• _Trecho do texto_:
Caxias, século 19: terra e talento (2)
Quem pesquisar haverá de concluir que o século 19 foi prolífico em dar grandes nomes caxienses ao país e ao mundo. Haveria algo de, digamos, especial no solo caxiense, no seu ar, na água, no ambiente? Poderia a terra em que se nasce ter ou conter algo que influencie positivamente a inteligência e o desempenho […]
Quem pesquisar haverá de concluir que o século 19 foi prolífico em dar grandes nomes caxienses ao país e ao mundo. Haveria algo de, digamos, especial no solo caxiense, no seu ar, na água, no ambiente? Poderia a terra em que se nasce ter ou conter algo que influencie positivamente a inteligência e o desempenho de um filho dela?

• _Tarefa proposta 1_: Nas linhas de dados, comece pela linha que contém "lunch menu board?" e prossiga até a última linha do conjunto. Reproduza esse intervalo substituindo "section" por "part" e mantendo todo o restante inalterado.
O trecho acima e as linhas de dados constituem materiais independentes entre si.

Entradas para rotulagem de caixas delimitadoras
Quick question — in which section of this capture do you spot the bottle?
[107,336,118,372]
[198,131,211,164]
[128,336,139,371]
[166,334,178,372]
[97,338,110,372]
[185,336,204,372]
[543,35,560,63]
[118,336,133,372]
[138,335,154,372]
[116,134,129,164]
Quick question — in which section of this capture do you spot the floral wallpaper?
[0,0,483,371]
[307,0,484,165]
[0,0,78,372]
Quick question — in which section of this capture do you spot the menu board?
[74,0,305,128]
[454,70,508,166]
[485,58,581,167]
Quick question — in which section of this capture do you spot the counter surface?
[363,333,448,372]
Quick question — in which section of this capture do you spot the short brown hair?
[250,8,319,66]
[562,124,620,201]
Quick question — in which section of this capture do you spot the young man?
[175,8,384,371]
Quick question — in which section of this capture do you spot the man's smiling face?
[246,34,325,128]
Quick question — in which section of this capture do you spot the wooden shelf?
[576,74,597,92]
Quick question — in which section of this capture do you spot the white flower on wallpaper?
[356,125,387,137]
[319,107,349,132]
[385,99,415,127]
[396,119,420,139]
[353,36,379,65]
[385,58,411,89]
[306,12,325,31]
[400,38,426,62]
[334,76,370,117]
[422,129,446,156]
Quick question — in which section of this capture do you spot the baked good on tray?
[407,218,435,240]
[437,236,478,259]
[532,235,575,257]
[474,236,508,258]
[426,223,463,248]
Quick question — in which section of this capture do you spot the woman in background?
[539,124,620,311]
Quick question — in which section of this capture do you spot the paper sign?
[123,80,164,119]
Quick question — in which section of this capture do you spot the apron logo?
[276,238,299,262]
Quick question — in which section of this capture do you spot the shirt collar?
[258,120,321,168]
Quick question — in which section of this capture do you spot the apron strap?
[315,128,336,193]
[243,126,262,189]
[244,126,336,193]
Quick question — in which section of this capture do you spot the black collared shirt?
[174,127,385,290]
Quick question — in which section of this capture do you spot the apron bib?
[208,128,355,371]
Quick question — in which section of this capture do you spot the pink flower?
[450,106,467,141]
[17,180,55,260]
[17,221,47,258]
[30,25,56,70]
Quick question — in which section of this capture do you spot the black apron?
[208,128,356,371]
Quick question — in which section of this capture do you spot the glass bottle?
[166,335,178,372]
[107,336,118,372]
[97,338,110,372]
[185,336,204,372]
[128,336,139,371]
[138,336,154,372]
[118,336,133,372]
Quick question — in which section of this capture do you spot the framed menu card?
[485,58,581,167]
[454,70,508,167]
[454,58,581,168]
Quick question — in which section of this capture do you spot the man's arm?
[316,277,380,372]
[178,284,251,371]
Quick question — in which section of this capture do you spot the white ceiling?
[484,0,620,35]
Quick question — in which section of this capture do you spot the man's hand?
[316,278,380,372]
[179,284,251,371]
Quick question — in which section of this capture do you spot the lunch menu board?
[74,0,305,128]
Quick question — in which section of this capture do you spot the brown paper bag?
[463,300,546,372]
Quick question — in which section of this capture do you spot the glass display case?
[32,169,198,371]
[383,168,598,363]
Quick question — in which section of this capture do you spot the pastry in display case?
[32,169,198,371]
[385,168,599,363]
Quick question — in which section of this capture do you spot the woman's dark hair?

• _Tarefa proposta 2_:
Responda às perguntas sobre o trecho referente a Caxias:
(a) Qual número aparece entre parênteses no título?
(b) A quem, segundo o trecho, o século 19 deu grandes nomes caxienses?
(c) Quais elementos de Caxias o trecho cogita terem algo de especial?

• _Resolução do exercício 1_:
Quick question — in which part of this capture do you spot the lunch menu board?
[74,0,305,128]
Quick question — in which part of this capture do you spot the brown paper bag?
[463,300,546,372]
Quick question — in which part of this capture do you spot the glass display case?
[32,169,198,371]
[383,168,598,363]
Quick question — in which part of this capture do you spot the pastry in display case?
[32,169,198,371]
[385,168,599,363]
Quick question — in which part of this capture do you spot the woman's dark hair?

• _Resolução do exercício 2_:
(a) O número 2.
(b) Ao país e ao mundo.
(c) O solo, o ar, a água e o ambiente.